╭─ Records supplied

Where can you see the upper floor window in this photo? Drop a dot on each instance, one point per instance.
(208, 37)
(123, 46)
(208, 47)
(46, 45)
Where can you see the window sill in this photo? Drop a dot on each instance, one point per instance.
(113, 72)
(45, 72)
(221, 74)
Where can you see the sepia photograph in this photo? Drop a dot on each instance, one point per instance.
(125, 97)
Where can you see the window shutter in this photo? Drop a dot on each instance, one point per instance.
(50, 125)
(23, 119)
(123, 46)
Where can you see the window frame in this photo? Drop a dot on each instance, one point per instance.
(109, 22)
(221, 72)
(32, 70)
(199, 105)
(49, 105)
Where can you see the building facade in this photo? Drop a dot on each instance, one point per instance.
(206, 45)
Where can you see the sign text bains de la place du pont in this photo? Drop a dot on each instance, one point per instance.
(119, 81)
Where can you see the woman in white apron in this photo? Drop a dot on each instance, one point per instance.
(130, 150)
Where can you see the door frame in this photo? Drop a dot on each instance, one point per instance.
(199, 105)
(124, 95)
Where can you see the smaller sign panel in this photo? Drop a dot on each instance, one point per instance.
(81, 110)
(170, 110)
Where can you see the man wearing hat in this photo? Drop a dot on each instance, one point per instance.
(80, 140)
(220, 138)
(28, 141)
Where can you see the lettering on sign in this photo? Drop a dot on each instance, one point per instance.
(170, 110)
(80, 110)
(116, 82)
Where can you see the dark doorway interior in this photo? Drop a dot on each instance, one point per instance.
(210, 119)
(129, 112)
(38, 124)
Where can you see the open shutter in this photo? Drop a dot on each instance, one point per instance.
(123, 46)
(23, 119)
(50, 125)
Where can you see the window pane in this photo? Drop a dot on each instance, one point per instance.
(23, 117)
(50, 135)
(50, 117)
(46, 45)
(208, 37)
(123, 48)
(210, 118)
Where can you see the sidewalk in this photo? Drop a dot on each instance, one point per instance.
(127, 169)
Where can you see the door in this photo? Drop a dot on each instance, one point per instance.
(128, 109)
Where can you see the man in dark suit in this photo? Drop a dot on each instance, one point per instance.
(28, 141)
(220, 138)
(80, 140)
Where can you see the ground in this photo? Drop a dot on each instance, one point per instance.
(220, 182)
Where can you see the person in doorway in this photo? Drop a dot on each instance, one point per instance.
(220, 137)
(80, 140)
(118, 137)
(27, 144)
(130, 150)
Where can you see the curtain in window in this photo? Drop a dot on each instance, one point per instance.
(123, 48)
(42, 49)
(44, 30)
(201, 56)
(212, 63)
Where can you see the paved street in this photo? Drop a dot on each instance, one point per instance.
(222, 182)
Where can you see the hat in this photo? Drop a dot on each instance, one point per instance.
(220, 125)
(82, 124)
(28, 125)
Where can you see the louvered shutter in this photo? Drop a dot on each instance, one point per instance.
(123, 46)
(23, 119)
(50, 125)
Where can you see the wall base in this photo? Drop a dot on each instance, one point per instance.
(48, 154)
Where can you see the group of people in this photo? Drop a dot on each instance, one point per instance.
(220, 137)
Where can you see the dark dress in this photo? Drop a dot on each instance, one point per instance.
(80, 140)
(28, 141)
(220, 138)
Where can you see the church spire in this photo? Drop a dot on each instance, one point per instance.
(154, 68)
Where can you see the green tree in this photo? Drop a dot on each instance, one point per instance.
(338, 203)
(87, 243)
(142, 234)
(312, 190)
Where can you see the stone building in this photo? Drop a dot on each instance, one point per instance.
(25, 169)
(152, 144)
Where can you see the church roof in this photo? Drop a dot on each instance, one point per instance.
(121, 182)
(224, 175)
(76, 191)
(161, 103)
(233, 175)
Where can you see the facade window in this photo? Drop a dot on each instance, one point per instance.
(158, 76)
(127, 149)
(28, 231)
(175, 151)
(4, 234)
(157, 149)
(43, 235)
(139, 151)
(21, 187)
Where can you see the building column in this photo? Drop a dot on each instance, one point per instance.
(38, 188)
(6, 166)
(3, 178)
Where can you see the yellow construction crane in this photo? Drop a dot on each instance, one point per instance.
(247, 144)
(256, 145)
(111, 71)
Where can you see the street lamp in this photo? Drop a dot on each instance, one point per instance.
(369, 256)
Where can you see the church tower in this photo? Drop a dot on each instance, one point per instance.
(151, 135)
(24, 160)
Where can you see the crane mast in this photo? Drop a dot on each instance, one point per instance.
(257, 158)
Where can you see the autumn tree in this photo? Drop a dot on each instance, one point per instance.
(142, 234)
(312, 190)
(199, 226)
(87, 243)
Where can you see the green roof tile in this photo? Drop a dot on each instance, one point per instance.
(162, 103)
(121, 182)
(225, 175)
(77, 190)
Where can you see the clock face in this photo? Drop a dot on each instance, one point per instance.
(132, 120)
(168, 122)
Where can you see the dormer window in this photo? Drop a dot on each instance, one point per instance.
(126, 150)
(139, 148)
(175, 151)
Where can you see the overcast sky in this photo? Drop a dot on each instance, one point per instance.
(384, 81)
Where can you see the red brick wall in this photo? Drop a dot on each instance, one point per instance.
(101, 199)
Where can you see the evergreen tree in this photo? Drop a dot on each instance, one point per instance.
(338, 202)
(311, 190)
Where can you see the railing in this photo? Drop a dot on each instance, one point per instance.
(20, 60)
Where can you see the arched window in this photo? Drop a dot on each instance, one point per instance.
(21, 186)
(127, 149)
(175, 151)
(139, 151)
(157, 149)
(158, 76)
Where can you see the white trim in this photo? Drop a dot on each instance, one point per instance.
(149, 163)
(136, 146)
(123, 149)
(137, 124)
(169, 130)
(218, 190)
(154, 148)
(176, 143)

╰─

* _What you need to do_: Keep only the lines from the one containing "Where can you see the dormer" to the end of the entries, and repeat them exactly.

* _Exercise result_:
Where can you see the dormer window in this photo? Drop a dot on each instance, one point per instance.
(126, 150)
(139, 148)
(175, 151)
Where can you see the overcast sky in this photo? Drop a dot on each instance, one point per instance.
(384, 81)
Where can you see the red brick wall in this photo? Drop a dot on each instance, one point per instance.
(101, 199)
Where can you see the evergreen tree in this photo? Drop a dot on each instance, one point per instance.
(338, 202)
(311, 190)
Where can you see the railing in this photo? Drop a dot on each instance, one point per instance.
(20, 60)
Where can you see the arched window in this photo? Drop a dot on each instance, one point per instance.
(21, 186)
(127, 149)
(175, 151)
(139, 151)
(157, 149)
(158, 76)
Where can you see the white trim in this photo? Drop a dot on each instance, one point per instance.
(149, 163)
(136, 146)
(123, 149)
(137, 124)
(169, 130)
(218, 190)
(154, 148)
(176, 143)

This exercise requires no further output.